Énoncé
Dans l'extrait sur le tango au féminin, substituez « milieu musical » à « univers artistique » et recopiez le passage de « Les Fleurs Noires ou » à « pas dire fondamental. ».
-------- Extrait choisi
Depuis une quinzaine d’années, cet ensemble de dix musiciennes françaises et argentines trace son propre sillon dans les terres ultra-codifiées du tango. Des codes qu’elles maîtrisent sur le bout des doigts, mais qu’elles parviennent à déconstruire magistralement avec un insolent talent. Faisant suite à l’impeccable A Contrafuego (2016), Tangos en Aleph, leur quatrième album studio, ouvre en grand le champ des possibles en convoquant une kyrielle d’invités prestigieux comme Tomás Gubitsch, Minino Garay, Aureliano Marín et Melingo.


Les Fleurs Noires ou le tango au féminin

C’est un fait aussi fondamental que parfaitement anecdotique : les Fleurs Noires sont des femmes.

Dans un univers artistique originellement dominé par les hommes et dans lequel les femmes, reléguées à un simple objet de passions, n’ont longtemps pas eu droit de cité, la création d’un ensemble exclusivement féminin a valeur de symbole. Un symbole fort, pour ne pas dire fondamental.

Pour autant, si l’on ne parle que de musique, cette dimension symbolique a-t-elle encore une portée ? À notre sens, non. Qu’elle soit produite par des femmes ou des hommes, là n’est plus la question. D’une puissance rare, la musique des Fleurs Noires se suffit largement à elle-même. Peu importe qui la joue, elle est au firmament.

Tangos en Aleph ou l’art de la tension

Dès les premières mesures de Martillo para las brujas, le ton est donné. Sur des accords de bandonéon crépusculaire ponctués de subtiles touches de guitare, Aureliano Marín pose sa voix d’ange déchu… Puis, tout s’accélère. Un piano percussif entre en scène et martèle implacablement le tempo avant d’être rejoint par un maelstrom de cordes qui s’ébattent entre harmonies et ruptures, dessinant ainsi ensemble des paysages empreints d’une incroyable tension. Comme sidérée par la violente beauté de ce tableau musical, la voix d’Aureliano Marín change brutalement de registre, passant du chant à la diction.

Martillo para las brujas a la beauté d’une étoile qui s’effondre sur elle-même, un spectacle fascinant duquel on ne peut se résoudre à détourner les yeux en dépit du danger.

Clip de Martillo para las brujas de Fleurs Noires (2022)

El Aleph s’inscrit dans un même registre, tout en clairs-obscurs, échafaudant un véritable dédale d’harmonies et de dissonances qu’un Melingo halluciné, déclamant les vers de Jorge Luis Borges, arpente à pas de loup. Saisissant.
----------------
-------- Données fournies
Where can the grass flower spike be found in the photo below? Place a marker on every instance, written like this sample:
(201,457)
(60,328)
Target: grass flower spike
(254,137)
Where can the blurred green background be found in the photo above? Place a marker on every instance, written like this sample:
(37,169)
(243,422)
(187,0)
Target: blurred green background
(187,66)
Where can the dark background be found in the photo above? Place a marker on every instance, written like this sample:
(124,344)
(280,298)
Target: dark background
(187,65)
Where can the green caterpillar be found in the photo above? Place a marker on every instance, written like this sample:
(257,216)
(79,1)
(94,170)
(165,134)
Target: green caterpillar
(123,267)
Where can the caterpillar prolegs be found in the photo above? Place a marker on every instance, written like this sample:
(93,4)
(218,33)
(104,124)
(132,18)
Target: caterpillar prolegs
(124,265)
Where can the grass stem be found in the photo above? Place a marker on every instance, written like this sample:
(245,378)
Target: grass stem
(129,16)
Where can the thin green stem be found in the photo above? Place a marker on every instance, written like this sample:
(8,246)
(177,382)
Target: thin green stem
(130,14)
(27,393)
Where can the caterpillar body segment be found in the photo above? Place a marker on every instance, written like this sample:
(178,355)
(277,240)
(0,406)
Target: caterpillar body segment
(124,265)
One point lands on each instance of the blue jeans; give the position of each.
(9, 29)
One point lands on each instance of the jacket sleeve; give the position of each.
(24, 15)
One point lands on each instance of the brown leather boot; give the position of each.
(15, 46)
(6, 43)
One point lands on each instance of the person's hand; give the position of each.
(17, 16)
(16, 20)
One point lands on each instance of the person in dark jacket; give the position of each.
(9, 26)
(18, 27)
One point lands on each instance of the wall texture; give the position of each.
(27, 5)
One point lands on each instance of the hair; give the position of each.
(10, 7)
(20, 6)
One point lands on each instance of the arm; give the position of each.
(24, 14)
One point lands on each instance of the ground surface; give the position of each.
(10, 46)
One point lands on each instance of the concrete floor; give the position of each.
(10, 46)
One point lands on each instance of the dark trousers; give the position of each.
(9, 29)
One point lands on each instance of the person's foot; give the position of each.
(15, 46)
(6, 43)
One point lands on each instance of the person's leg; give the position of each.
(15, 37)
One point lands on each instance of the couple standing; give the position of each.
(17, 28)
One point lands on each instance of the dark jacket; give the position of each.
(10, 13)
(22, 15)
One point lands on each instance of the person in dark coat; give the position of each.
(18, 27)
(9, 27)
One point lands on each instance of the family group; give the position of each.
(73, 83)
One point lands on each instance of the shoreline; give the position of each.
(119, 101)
----------------
-------- Données fournies
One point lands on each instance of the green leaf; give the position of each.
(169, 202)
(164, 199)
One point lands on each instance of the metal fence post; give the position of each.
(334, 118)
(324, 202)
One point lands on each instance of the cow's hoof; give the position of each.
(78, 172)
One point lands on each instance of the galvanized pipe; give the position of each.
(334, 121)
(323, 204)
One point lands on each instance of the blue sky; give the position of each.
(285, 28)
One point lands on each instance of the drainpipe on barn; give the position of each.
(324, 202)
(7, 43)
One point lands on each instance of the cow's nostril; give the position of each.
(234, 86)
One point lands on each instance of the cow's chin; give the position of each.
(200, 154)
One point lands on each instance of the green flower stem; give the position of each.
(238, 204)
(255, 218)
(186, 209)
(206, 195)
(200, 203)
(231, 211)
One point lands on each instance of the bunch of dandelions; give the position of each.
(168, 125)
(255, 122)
----------------
Réponse attendue
Les Fleurs Noires ou le tango au féminin

C’est un fait aussi fondamental que parfaitement anecdotique : les Fleurs Noires sont des femmes.

Dans un milieu musical originellement dominé par les hommes et dans lequel les femmes, reléguées à un simple objet de passions, n’ont longtemps pas eu droit de cité, la création d’un ensemble exclusivement féminin a valeur de symbole. Un symbole fort, pour ne pas dire fondamental.